> 課題 A
下に示す人事評価に関する文章から、「成長シートが完成すると、残りのプロセスには弾みがつきます。」という一文を英語に訳してください。

-------- 選択テキスト

成長シートが完成すると、残りのプロセスには弾みがつきます。
ここが1つの大きな山と言えます。
成長シートが出来上がったら、評価者訓練。
これが一般的に言われていることです。
これがクセモノです。
評価者には、評価するときに評価のバラツキが出ると言われています。
通常、言われる甘辛評価です。
A課長は評価が甘い。 B課長は評価が辛い。
これを経営者が修正しようとするのですが、これはやってはいけません。
納得できる評価決定が出来ません。
経営者から 「甘い評価だ、辛い評価だ」 と注意された後の、評価者の評価を見れば分かります。
〈甘いと言われたA課長〉
部下の評価を1〜2点、すべての評価要素の評価を下げる
〈辛いと言われたB課長〉
部下の評価を1〜2点、すべての評価要素の評価を上げる
これで正しい評価ができた、と思ったら大間違いです。
この評価をした後には、部下へのフィードバックがあります。
そのフィードバックをする場で、上司がその評価を正しく説明できるでしょうか。
甘辛調整をやったら、上司は部下には説明できません。
ある会社で、甘辛調整した上司が部下へフィードバックする場面を想像して下さい。
「今回の評価を説明します」
「A評価要素の評価は、本当は5点だと思いますが、甘辛調整をしましたので3点になりました」
これを聞いた部下が、
「はい、そうですか」
と答えるかということです。
それはあり得ません。
万が一、
「はい、そうですか」
と答えたとしても、次の質問には答えられません。
「では、どうすれば5点の評価になりますか」
上司は目を丸くして 「………」 です。
評価結果のフィードバックはこれが重要です。
フィードバックでは、2つのことが行われます。
@現在の評価の確認 ※過去の振り返り
A将来の目標の確認 ※成果・行動の目標設定
Aのないフィードバックは、あまり大きな成果を期待できません。
部下が次の四半期(3ヵ月間)で、どこまで成長したいかという本当の目標確認したときに、これからの上司と部下のコミュニケーションのスタートが切って落とされるのです。
上司・・・部下の目標実現を指導する人
部下・・・上司に目標実現を指導してもらう人
この立場が明確でないと、
部下が上司の指示命令、そして教育指導を受けない
ということになります。
甘いとか辛いとか言っても、何の問題解決にもなりません。
では、どうしたら良いか、それが成長支援会議(評価決定会議)です。
ある会社で、営業事務社員の評価について、成長支援会議を実施しました。
成長シートが出来て、第1回目の成長支援会議です。
各営業事務リーダーが集まっての会議となりました。
この会社では、今まで評価にバラツキがあって甘辛が大きすぎるという問題点を抱えていました。
そのため、経営者が1人で甘辛調整をして、昇格・賞与配分決定に反映させていました。
もちろん、甘辛調整後の評価内容は、本人にはフィードバックしたことはありません。
そのため、教育指導のデータとしては使えません。
もったいない!
処遇を決めるための参考資料として、評価制度があるというパターンです。
今回は、成長支援会議を実施し、部下に評価をフィードバックしようということになりました。

----------------

> 課題 B
下に続く行のうち、「below」という語を含む行をすべて抜き出し、一行ずつ書き写してください。

-------- 保存済みの行

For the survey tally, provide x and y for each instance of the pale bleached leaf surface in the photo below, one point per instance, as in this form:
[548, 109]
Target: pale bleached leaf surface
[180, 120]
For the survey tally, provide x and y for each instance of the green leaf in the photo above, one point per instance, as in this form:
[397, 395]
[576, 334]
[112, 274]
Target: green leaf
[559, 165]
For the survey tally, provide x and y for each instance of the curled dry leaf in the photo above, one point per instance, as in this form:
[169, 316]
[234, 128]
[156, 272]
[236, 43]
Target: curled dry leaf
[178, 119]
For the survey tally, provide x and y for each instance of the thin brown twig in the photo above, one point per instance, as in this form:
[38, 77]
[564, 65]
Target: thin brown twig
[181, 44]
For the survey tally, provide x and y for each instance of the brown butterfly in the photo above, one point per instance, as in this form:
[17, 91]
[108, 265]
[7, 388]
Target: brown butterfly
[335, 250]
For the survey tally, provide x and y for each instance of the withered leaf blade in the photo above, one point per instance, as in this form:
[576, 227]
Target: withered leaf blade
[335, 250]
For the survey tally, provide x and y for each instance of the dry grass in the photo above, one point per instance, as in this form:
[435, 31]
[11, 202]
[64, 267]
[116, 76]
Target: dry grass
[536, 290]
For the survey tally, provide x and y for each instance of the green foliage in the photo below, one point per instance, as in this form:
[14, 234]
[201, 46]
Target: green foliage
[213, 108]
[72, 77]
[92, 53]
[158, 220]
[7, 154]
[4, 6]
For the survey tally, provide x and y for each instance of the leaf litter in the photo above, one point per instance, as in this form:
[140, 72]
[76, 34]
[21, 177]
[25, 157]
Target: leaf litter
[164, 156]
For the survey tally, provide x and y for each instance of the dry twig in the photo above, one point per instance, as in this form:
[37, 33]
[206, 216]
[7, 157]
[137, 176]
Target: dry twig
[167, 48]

----------------

> 正解 A
Once the growth sheet is complete, the rest of the process gains momentum.

> 正解 B
For the survey tally, provide x and y for each instance of the pale bleached leaf surface in the photo below, one point per instance, as in this form:
For the survey tally, provide x and y for each instance of the green foliage in the photo below, one point per instance, as in this form:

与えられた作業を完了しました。